━━━ Selected extract ━━━

Pulse news magazine

Volume 28, February 2020

Multiplying expertise

BAE Systems' Gold Tag program enables experts to share rare, critical skills with next-generation engineers.

Gold Tag program enables experts to share rare, critical skills with next-generation engineers.

For more than 20 years, software engineer Diana Bonomo has grown her expertise in a particular waveform used by the software-defined radios she integrates and creates test scenarios for in the C4ISR Systems business in Wayne, New Jersey. After working with generations of this family of radios, she has acquired a treasure trove of rare insights into how the waveform operates in various circumstances, for example, or how to resolve and avoid a host of issues that may arise with it.

As that business has grown, so has the demand for her critical skills among several new programs. The good news is, for the past two years Diana has been systematically passing on her experiences and a portion of her ever-growing body of knowledge to a couple of junior colleagues.

Whereas before multiple programs had to compete for Diana's time, now they get the value of her knowledge and experience through the work of her mentees, who she coaches as they staff the programs. She is one of the 45 experts who are transferring their critical skills to 81 employees since the initiative started in Wayne in 2018.

After observing the growing critical skill problem, Rick Buongiovanni started the program to allow employees to pass on their knowledge in a cost efficient and impactful way to help our business to stay competitive. As the director responsible for staffing C4ISRS programs in Wayne, he worked out an alternative approach to the tradition of letting larger, priority programs absorb key experts at the expense of the smaller programs.

"Across the range of disciplines in engineering, we identified experts who would no longer work on programs in Wayne unless they were mentoring people to do the work on those programs," said Rick. These experts were tagged to be the top personnel responsible for the success of programs, only by enabling the mentees. Thus, they became known as the Gold Tag Experts, or GTEs. "Implementation of Gold Tagging makes knowledge transfer an integral part of everyone's day job. We have been working hard in New Jersey to create a culture where everyone teaches and everyone learns. Specifically, to teach your job to the person below you and learn the job of the person above you."

When the Gold Tag program launched in 2018, 30 GTEs were identified as "one-deep" experts, since they alone possessed the critical skills. Since then, they have multiplied their selected skills sets across 43 workers – two- to three-people deep in many cases – resulting in 73 people who now possess many of those critical skills. Most of those mentees will remain in the program for another year or two to fully master the skills and carry this hard-earned knowledge on to future programs.

Hardware engineer Marty Townley came to the company from college in 2017 with an interest in designing field-programmable gate arrays, or the integrated circuits that can be configured by customers after manufacturing. Now he's getting on-the-job training in designing the FPGA for a military data link system with the guidance of hardware engineer George Kastorsky, who has more than 30 years of experience.

Early on in their relationship they examined designs and reviewed tasks that would need to be done. Now, Marty's taking on more responsibility and working relatively independently in the lab, doing more advanced work architecting and integrating hardware, software, firmware, and debugging systems. "As a new engineer I'm still asking what I want to do when I grow up," Marty said. "There are a lot of areas you can go into, and when you're first starting out you might not know what else is out there," Marty said. "But this has offered me a lot of perspective. I've definitely been able to observe a lot of interesting work in the field of electrical engineering."

━━━ Recorded data ━━━

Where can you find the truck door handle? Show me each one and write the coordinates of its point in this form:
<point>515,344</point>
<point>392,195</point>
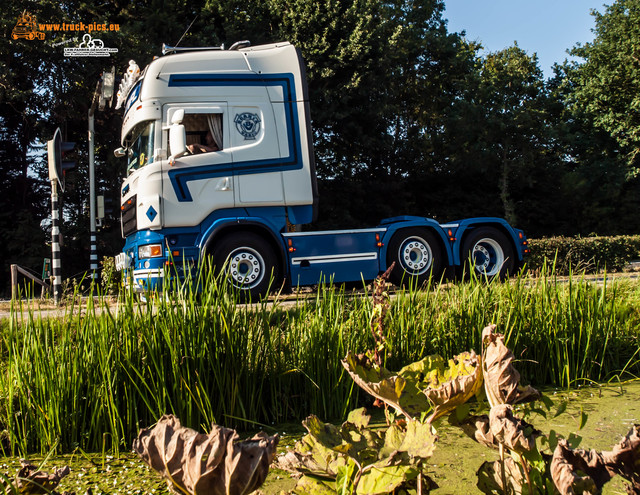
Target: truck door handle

━━━

#### Work to complete
1. Answer these questions using the Gold Tag article.
(a) In what year did the Gold Tag program launch?
(b) Who started the program?
(c) How many years of experience does George Kastorsky have?
2. Name every person mentioned by name in the Gold Tag article.

#### Solutions to the problems
1.
(a) 2018
(b) Rick Buongiovanni
(c) More than 30 years

2. Diana Bonomo, Rick Buongiovanni, Marty Townley, George Kastorsky